Extracted records
▼
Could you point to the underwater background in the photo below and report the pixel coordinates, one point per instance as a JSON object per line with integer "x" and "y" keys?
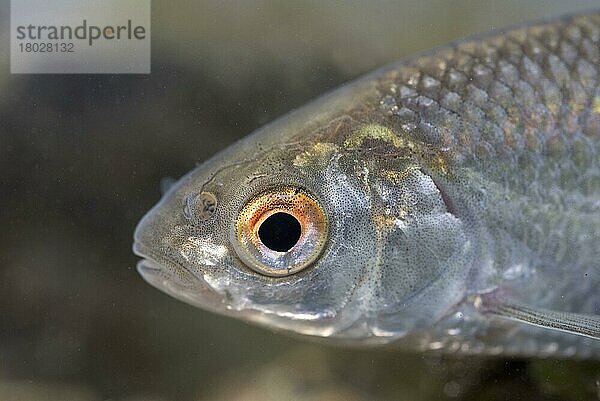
{"x": 82, "y": 158}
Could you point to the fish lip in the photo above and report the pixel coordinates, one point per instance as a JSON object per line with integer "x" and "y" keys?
{"x": 150, "y": 266}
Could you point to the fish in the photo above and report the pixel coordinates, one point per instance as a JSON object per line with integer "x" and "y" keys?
{"x": 449, "y": 202}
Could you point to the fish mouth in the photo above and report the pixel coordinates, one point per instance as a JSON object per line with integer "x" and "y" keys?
{"x": 174, "y": 279}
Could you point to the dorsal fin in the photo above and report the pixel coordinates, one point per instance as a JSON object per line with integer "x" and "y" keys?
{"x": 574, "y": 323}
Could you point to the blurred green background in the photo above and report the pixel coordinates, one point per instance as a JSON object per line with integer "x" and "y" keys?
{"x": 81, "y": 159}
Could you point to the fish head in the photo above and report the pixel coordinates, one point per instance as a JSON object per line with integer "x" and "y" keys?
{"x": 315, "y": 237}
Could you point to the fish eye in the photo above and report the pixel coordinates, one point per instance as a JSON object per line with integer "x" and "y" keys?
{"x": 280, "y": 231}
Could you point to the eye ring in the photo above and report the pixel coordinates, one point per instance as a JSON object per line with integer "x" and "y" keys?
{"x": 280, "y": 231}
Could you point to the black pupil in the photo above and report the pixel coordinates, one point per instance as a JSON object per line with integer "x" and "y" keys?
{"x": 279, "y": 232}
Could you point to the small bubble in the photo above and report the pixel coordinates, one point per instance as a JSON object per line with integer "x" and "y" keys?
{"x": 452, "y": 389}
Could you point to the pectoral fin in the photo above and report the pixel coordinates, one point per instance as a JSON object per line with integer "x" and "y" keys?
{"x": 574, "y": 323}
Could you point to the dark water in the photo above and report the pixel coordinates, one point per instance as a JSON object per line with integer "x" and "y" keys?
{"x": 81, "y": 159}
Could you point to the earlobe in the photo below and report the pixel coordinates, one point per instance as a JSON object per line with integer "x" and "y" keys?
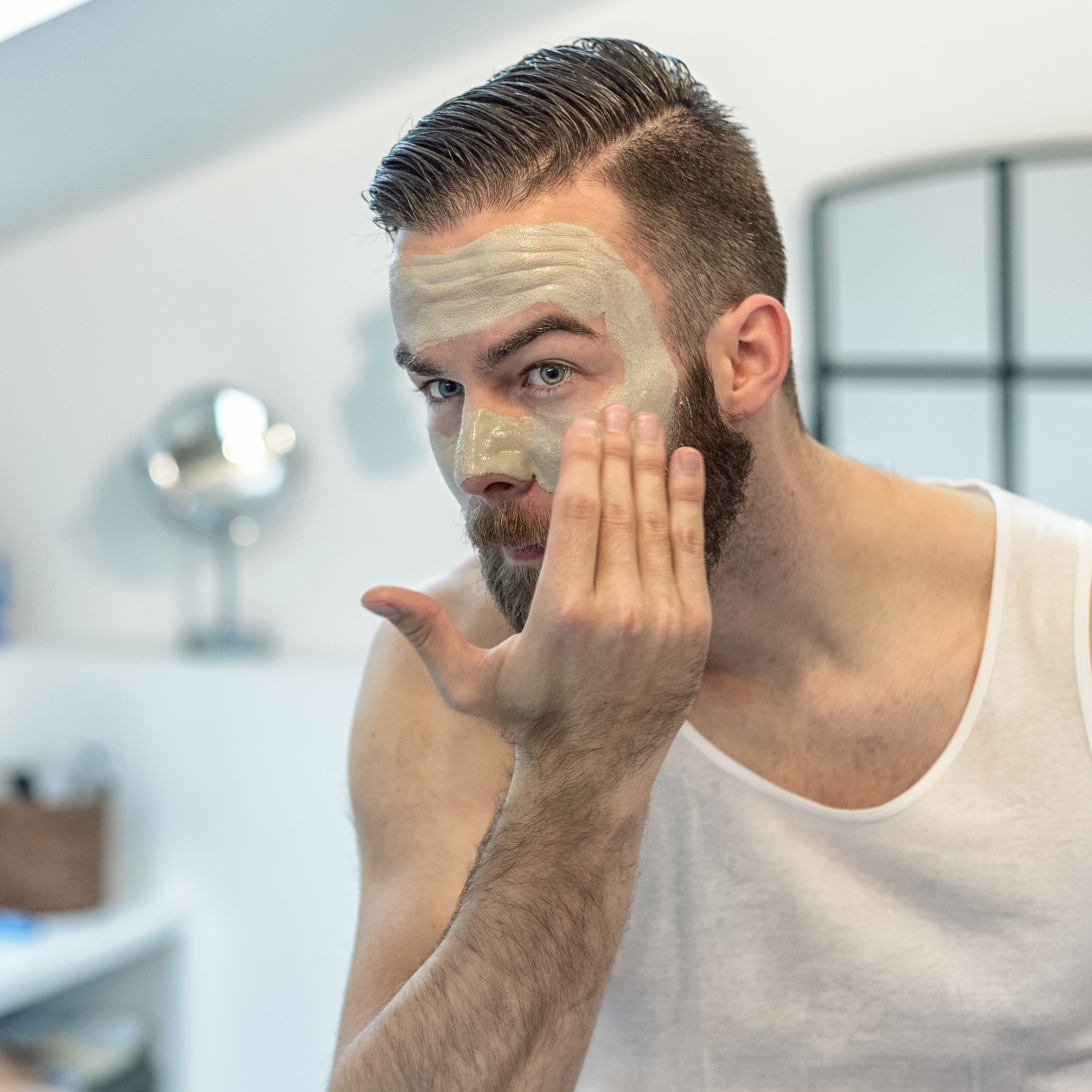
{"x": 748, "y": 350}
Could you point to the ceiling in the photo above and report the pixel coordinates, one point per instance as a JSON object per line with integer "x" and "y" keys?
{"x": 118, "y": 93}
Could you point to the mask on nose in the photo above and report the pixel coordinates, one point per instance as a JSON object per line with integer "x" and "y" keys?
{"x": 437, "y": 297}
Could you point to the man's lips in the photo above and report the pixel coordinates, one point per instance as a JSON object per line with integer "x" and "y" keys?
{"x": 525, "y": 555}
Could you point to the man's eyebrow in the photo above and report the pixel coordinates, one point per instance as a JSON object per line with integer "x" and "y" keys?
{"x": 497, "y": 354}
{"x": 416, "y": 364}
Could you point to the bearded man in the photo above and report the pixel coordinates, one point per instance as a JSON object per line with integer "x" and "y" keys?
{"x": 838, "y": 718}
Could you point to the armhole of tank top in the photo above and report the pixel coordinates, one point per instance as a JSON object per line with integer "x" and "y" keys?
{"x": 1082, "y": 619}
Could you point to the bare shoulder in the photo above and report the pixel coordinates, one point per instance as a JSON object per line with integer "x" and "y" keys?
{"x": 425, "y": 783}
{"x": 413, "y": 763}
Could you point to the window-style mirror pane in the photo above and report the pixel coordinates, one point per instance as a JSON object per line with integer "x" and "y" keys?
{"x": 910, "y": 271}
{"x": 1054, "y": 255}
{"x": 1056, "y": 446}
{"x": 916, "y": 428}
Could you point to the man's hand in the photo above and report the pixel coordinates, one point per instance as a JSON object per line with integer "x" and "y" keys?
{"x": 615, "y": 645}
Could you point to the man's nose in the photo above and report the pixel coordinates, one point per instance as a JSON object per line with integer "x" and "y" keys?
{"x": 496, "y": 488}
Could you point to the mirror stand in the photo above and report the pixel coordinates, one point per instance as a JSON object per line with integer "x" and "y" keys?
{"x": 227, "y": 636}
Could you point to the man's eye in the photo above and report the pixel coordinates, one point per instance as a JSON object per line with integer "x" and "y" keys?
{"x": 549, "y": 375}
{"x": 441, "y": 389}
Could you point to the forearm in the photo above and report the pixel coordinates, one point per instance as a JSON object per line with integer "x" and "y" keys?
{"x": 510, "y": 995}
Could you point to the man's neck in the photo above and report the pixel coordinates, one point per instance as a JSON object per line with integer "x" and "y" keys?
{"x": 843, "y": 589}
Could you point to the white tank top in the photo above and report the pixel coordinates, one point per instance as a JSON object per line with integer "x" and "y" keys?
{"x": 938, "y": 943}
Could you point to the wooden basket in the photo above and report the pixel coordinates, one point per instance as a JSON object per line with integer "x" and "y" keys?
{"x": 52, "y": 856}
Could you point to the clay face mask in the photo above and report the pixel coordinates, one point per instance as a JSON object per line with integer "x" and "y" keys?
{"x": 437, "y": 297}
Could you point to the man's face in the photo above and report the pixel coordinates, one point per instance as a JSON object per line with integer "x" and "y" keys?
{"x": 512, "y": 326}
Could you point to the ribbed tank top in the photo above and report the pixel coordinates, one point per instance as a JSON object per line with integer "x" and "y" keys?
{"x": 938, "y": 943}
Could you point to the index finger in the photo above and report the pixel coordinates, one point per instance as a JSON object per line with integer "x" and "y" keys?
{"x": 573, "y": 543}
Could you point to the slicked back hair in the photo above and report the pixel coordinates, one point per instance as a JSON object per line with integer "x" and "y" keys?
{"x": 698, "y": 209}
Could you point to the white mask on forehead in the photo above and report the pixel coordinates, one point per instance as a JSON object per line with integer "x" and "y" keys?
{"x": 437, "y": 297}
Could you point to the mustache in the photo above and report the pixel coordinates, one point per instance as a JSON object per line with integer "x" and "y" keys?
{"x": 492, "y": 527}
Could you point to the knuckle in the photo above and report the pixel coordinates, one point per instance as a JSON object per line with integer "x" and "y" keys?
{"x": 579, "y": 506}
{"x": 617, "y": 513}
{"x": 626, "y": 619}
{"x": 688, "y": 539}
{"x": 655, "y": 523}
{"x": 698, "y": 623}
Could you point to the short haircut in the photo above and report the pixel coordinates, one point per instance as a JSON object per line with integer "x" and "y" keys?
{"x": 698, "y": 208}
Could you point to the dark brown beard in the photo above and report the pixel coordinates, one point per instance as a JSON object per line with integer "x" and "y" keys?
{"x": 696, "y": 423}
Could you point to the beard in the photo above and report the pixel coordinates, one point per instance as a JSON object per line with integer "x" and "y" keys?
{"x": 697, "y": 422}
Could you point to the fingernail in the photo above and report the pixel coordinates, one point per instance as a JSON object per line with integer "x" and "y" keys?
{"x": 648, "y": 428}
{"x": 385, "y": 610}
{"x": 616, "y": 419}
{"x": 689, "y": 461}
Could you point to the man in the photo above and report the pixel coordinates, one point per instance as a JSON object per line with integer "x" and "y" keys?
{"x": 838, "y": 717}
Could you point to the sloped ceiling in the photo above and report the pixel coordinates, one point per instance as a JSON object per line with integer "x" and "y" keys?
{"x": 118, "y": 93}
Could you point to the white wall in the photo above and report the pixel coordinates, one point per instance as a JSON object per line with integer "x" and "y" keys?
{"x": 264, "y": 269}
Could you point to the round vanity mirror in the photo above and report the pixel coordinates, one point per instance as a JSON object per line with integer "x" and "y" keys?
{"x": 220, "y": 464}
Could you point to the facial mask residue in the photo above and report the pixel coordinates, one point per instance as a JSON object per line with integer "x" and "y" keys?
{"x": 437, "y": 297}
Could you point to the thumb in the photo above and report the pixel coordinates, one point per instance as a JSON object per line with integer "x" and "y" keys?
{"x": 454, "y": 664}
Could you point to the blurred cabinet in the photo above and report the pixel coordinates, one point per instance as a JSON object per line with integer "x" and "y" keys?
{"x": 96, "y": 971}
{"x": 954, "y": 322}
▲
WHAT TO PRODUCE | Would you output the lines from the one that contains "Could you point to the blurred cabinet" to the end of the data, both ends included, exactly as they appear?

EXERCISE ANSWER |
Could you point to the blurred cabinet in the photo above and report the pixel coordinates, one point per instance as a JSON object per line with integer "x" and "y" keys?
{"x": 96, "y": 971}
{"x": 954, "y": 322}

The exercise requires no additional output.